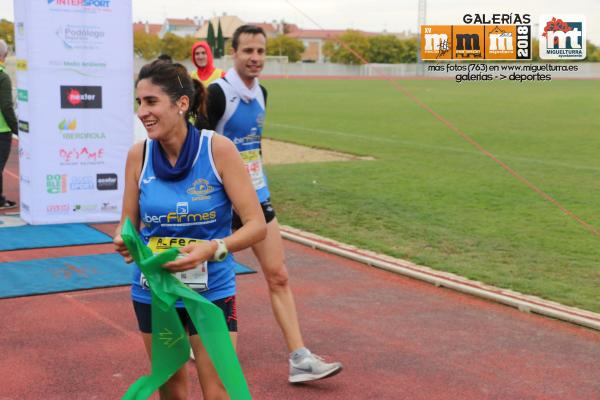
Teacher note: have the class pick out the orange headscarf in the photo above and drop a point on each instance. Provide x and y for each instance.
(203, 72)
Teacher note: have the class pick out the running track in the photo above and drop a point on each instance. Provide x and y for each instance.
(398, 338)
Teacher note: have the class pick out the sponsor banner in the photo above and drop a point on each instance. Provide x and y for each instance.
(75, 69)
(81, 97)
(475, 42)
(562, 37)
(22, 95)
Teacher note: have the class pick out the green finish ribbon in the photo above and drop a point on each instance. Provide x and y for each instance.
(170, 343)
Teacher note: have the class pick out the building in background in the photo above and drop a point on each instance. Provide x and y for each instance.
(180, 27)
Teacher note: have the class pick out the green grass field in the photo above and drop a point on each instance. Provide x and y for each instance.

---

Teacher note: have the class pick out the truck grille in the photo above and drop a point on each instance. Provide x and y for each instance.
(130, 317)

--

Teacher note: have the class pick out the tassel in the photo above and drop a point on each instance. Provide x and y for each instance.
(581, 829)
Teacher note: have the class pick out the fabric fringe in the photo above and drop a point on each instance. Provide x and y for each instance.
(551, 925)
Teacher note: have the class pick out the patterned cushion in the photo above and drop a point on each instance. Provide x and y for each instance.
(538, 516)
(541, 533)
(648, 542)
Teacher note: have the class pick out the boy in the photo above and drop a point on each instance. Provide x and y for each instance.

WHAT YOU NEED TO DO:
Produce only the lines from the line containing "Teacher note: have the class pick out the orange" through the line containing "Teacher note: have the class pick out the green grass", inclusive of both, exactly as they stand in the entries above.

ANSWER SECTION:
Teacher note: have the class pick out the orange headscarf in the photo above and drop a point on each instance. Provide x and y for each instance.
(203, 72)
Teacher note: have the class pick out the running track in the photo above and drop a point on each instance. Provide x and y for each instance.
(398, 338)
Teacher note: have the class pick out the sponsor banner in the photo above and drop a point on each instance. Provide x and y for each instance.
(75, 69)
(81, 97)
(475, 42)
(562, 37)
(22, 95)
Teacher note: have the class pick out the green finish ribbon in the photo above and drop a point on each instance. Provide x and y for each instance.
(170, 343)
Teacher note: have the class pick out the building in background in the photo above and drop a point on each instance. Provide x and y for each instance.
(180, 27)
Teacher note: have the class pick out the green grass field in the photo above and drop a point on each instance. Provide x and y for each instance.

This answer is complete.